TASK PROMPT — Copy each of the rows below word for word, changing nothing.

==== SUPPLIED MATERIAL ====

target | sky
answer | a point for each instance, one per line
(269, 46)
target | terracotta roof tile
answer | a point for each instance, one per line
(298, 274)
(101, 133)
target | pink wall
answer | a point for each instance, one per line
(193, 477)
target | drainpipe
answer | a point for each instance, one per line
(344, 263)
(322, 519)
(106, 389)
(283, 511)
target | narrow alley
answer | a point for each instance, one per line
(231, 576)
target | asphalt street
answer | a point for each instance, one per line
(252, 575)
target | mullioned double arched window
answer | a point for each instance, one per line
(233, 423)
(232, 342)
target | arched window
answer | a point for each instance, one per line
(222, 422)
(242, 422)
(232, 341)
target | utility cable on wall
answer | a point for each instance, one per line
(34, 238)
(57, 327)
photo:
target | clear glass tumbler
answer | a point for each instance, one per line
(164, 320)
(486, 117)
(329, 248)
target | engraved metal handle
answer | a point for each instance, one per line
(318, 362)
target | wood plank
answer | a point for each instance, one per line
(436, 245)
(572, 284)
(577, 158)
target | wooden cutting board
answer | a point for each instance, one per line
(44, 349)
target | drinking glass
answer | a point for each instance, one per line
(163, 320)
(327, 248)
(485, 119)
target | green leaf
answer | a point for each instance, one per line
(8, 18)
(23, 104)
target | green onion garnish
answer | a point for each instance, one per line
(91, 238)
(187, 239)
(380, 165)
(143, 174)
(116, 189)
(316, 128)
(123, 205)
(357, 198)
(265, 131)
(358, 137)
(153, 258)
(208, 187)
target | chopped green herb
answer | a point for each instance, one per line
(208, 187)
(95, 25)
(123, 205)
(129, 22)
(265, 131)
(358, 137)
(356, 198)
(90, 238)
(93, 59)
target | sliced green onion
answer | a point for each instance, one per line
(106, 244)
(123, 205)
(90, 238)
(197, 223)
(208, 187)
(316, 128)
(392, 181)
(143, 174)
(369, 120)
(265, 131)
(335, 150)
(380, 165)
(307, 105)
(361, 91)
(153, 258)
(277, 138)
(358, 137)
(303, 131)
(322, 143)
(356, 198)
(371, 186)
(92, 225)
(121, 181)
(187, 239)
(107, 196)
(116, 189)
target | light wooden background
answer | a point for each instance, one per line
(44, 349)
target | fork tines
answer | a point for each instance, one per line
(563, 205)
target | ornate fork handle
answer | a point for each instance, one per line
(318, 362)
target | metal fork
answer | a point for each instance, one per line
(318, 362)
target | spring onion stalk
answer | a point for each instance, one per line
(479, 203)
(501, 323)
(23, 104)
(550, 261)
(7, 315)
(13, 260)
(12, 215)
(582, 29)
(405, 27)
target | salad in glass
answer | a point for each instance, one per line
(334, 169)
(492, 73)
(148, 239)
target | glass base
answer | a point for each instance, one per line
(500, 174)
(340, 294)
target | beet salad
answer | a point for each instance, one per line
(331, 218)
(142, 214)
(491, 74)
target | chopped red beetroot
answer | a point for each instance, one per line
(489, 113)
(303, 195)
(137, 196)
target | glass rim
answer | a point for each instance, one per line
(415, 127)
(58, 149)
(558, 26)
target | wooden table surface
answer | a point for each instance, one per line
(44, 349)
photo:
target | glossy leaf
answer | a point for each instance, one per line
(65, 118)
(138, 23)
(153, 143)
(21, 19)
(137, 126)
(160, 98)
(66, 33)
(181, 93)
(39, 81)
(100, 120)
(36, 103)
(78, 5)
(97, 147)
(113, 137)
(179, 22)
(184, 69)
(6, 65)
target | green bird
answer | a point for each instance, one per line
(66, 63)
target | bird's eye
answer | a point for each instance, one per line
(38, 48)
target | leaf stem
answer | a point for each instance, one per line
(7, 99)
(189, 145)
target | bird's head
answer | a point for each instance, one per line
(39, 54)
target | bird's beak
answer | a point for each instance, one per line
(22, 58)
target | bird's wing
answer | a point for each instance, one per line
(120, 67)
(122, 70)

====

SOLUTION TO THIS TASK —
target | sky
answer | a point for each instance, one per line
(269, 46)
target | terracotta roof tile
answer | a point for each instance, one per line
(298, 274)
(101, 133)
target | pink wall
answer | a point for each instance, one per line
(193, 477)
target | drainpipe
answer | a point for each instance, one per line
(344, 263)
(322, 519)
(106, 389)
(283, 511)
target | narrow alley
answer | a point for each instance, one per line
(231, 576)
target | asphalt street
answer | a point for each instance, one per line
(252, 575)
target | mullioned double arched window
answer | a point for each instance, one per line
(233, 423)
(232, 342)
target | arched window
answer | a point for each instance, one per line
(222, 422)
(242, 422)
(232, 341)
target | utility cable on wall
answer | a point for each instance, one per line
(34, 238)
(57, 327)
photo:
target | clear glass tumbler
answer | a point for each instance, one per line
(164, 320)
(486, 117)
(329, 248)
target | engraved metal handle
answer | a point for each instance, one per line
(318, 362)
target | wood plank
answer | a point for each instance, one per line
(436, 245)
(572, 284)
(577, 158)
target | wooden cutting board
answer | a point for each instance, one per line
(44, 349)
target | drinking glass
answer | a point for each instance, one per line
(163, 320)
(327, 248)
(485, 119)
target | green leaf
answer | a point for each instance, one per line
(8, 18)
(23, 104)
target | green onion garnish
answer | a point for each instance, one per line
(91, 238)
(187, 239)
(380, 165)
(143, 174)
(116, 189)
(316, 128)
(123, 205)
(357, 198)
(265, 131)
(358, 137)
(153, 258)
(208, 187)
target | chopped green herb
answer | a point for each instance, one per line
(208, 187)
(95, 25)
(123, 205)
(129, 22)
(265, 131)
(358, 137)
(356, 198)
(90, 238)
(93, 59)
target | sliced green onion
answer | a point for each instance, one per line
(106, 244)
(123, 205)
(90, 238)
(197, 223)
(208, 187)
(316, 128)
(392, 181)
(143, 174)
(369, 120)
(265, 131)
(335, 150)
(380, 165)
(307, 105)
(361, 91)
(153, 258)
(277, 138)
(358, 137)
(303, 131)
(322, 143)
(356, 198)
(371, 186)
(92, 225)
(121, 181)
(187, 239)
(107, 196)
(116, 189)
target | light wooden background
answer | a point for each instance, one per line
(44, 349)
target | fork tines
answer | a point for each instance, one per line
(563, 205)
target | ornate fork handle
answer | a point for each instance, one per line
(318, 362)
target | metal fork
answer | a point for each instance, one per line
(318, 362)
target | spring onion stalk
answer | a point for each instance, one per line
(479, 203)
(501, 323)
(23, 104)
(550, 261)
(7, 315)
(13, 260)
(12, 215)
(582, 29)
(405, 27)
target | salad in glass
answer | a point for each instance, one per line
(334, 169)
(492, 73)
(148, 239)
target | glass base
answer | a point for each instance, one per line
(500, 174)
(340, 294)
target | beet salad
answer | a point for each instance, one per line
(331, 218)
(142, 214)
(491, 74)
target | chopped red beetroot
answer | a point for each instance, one per line
(489, 113)
(303, 195)
(137, 196)
target | glass rim
answer | a point for each instance, one per line
(415, 127)
(58, 149)
(558, 26)
target | wooden table surface
answer | a point for each instance, one per line
(44, 349)
photo:
target | glossy leaf
answer | a point for each instance, one per line
(65, 118)
(138, 23)
(153, 143)
(21, 19)
(137, 126)
(160, 98)
(66, 33)
(181, 93)
(39, 81)
(100, 120)
(36, 103)
(78, 5)
(97, 147)
(113, 137)
(179, 22)
(184, 69)
(6, 65)
target | green bird
answer | a point for each instance, one per line
(66, 63)
target | bird's eye
answer | a point for each instance, one per line
(38, 48)
target | leaf stem
answer | a point for each instance, one per line
(7, 99)
(189, 145)
target | bird's head
answer | a point for each instance, one per line
(39, 54)
target | bird's beak
answer | a point for each instance, one per line
(22, 58)
target | bird's wing
answer | a point for each instance, one per line
(120, 67)
(122, 70)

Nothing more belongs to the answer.